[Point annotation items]
_____
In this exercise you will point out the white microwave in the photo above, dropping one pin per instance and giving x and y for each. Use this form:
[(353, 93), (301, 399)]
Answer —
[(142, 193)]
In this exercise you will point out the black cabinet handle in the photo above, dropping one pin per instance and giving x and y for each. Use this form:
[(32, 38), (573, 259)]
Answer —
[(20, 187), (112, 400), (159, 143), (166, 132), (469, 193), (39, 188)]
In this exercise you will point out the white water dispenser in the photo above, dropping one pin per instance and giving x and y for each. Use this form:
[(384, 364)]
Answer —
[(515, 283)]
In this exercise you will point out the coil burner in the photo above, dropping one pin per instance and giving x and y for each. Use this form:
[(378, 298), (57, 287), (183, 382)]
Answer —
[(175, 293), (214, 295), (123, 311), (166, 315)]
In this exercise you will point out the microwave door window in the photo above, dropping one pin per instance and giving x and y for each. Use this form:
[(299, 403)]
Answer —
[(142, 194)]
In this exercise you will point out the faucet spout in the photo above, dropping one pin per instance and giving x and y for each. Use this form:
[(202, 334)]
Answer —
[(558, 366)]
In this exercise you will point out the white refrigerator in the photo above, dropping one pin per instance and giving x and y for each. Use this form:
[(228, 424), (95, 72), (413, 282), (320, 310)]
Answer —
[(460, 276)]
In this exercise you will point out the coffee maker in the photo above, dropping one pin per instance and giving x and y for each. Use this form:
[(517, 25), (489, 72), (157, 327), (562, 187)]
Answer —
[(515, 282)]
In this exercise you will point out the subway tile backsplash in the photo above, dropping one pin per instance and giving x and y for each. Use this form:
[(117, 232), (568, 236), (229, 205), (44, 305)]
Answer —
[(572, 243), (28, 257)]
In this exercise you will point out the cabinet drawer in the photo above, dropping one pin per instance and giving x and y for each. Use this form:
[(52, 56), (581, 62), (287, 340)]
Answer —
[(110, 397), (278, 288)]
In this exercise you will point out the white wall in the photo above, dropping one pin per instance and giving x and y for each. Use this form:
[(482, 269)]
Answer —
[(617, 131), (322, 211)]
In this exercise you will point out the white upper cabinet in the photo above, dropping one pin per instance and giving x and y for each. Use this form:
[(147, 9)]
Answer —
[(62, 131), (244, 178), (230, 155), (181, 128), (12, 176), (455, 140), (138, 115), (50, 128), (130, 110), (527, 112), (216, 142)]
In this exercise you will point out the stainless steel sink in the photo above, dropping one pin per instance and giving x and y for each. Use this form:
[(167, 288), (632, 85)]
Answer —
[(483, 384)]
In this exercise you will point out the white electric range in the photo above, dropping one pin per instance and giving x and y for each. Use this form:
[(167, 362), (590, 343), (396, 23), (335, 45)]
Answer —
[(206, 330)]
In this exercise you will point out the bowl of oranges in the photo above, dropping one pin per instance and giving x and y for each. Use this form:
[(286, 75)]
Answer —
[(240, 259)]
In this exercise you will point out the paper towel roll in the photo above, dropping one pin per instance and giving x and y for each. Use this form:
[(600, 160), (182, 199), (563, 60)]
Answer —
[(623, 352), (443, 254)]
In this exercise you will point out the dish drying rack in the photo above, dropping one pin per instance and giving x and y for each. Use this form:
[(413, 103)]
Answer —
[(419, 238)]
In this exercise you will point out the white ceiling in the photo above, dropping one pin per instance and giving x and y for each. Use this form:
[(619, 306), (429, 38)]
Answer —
_____
#### REQUIRED WORK:
Reproduce all of the items with every "instance" swapped for "occurrence", changing nothing else.

#### ANSWER TO THIS PROBLEM:
In this exercise you will point out the white microwave in the photo above, dropping one pin per occurrence and giving x and y for each. Use this form:
[(353, 93), (301, 399)]
Answer —
[(142, 193)]
In this exercise you will point out the black cabinet handle in the photo above, dropping one pin per occurrence and giving x and y for each. Use this form:
[(32, 38), (573, 259)]
Answer —
[(20, 187), (112, 400), (159, 143), (166, 132), (469, 193), (39, 188)]
In this exercise you will point out the white water dispenser in the photo above, dropping one pin per occurrence and giving x and y for each. Use this form:
[(384, 364)]
Answer —
[(515, 283)]
In this exercise you will point out the coil burner in the photo above, dropping one pin per occurrence and giving x and y for each. Use this form:
[(378, 298), (57, 287), (183, 382)]
Answer —
[(175, 293), (214, 295), (123, 311), (166, 315)]
In this exercise you will point out the microwave door window in the photo above, dropping one pin per occurrence and giving x and y for each. Use this form:
[(299, 403)]
Answer —
[(142, 194)]
In this exercise you will point out the faucet spout in the photo above, dropping one pin per occurrence and giving x and y for each. Use this form:
[(202, 334)]
Answer —
[(558, 366)]
In this exercise you will point out the white refrigerator in the photo above, dropping one pin per occurrence and giving x and y for each. Use this form:
[(228, 424), (95, 72), (413, 282), (320, 310)]
Answer —
[(460, 276)]
In this exercise you will point out the coffee maker in the photo above, dropping one pin per occurrence and giving x and y for each. Use this form:
[(517, 25), (489, 72), (157, 327), (562, 187)]
Answer —
[(515, 282)]
In this exercise you will point out the subway tile backsplash in the photo above, dropping one pin per occurrence and giving x and y for each. Use this form:
[(117, 232), (568, 236), (229, 205), (44, 305)]
Answer —
[(572, 243), (28, 257)]
In this exercise you will point out the cabinet drawer in the photo above, dropping one pin per occurrence and giving x and y for each. Use this form:
[(52, 56), (581, 62), (287, 340)]
Answer —
[(110, 397), (278, 288)]
In this exercise you will point out the white wall in the photo above, dropping one pin per occurrence and giving x and y for each. Use this form:
[(482, 269)]
Answer —
[(617, 131), (322, 211)]
In this exercise you will point out the white upper cabinet in the photo above, dropping one pin per occurrence and giving x and y for each. Use this form:
[(147, 9)]
Answer —
[(62, 131), (244, 178), (230, 155), (181, 128), (12, 176), (455, 140), (138, 115), (50, 128), (130, 110), (527, 112), (216, 142)]
In this exercise you will point out the stainless steel sink in the photo above, dropping one pin per occurrence and giving x and y for each. Use this form:
[(167, 288), (632, 85)]
Answer —
[(483, 384)]
In this exercise you will point out the white electric range in the photo above, dropping one pin per occurrence and giving x and y for each. Use this form:
[(167, 362), (590, 343), (396, 23), (335, 45)]
Answer —
[(206, 330)]
In this exercise you will point out the bowl of oranges in the photo above, dropping one pin per occurrence and giving x and y for each. Use this form:
[(286, 75)]
Answer —
[(240, 259)]
In this exercise you will point out the paper towel roll in the photo above, dropping one pin per occurrence and giving x and y for each. Use this form:
[(600, 160), (182, 199), (563, 60)]
Answer —
[(623, 352), (443, 254)]
In this exercise you will point out the dish drying rack in the photo above, dropping one pin per occurrence and giving x and y for each. Use this form:
[(413, 103)]
Answer —
[(419, 238)]
In this exercise you will point out the white ceiling in the photo above, dropping one pin per occurrence and giving x and y for each. Use this form:
[(619, 306), (429, 38)]
Answer —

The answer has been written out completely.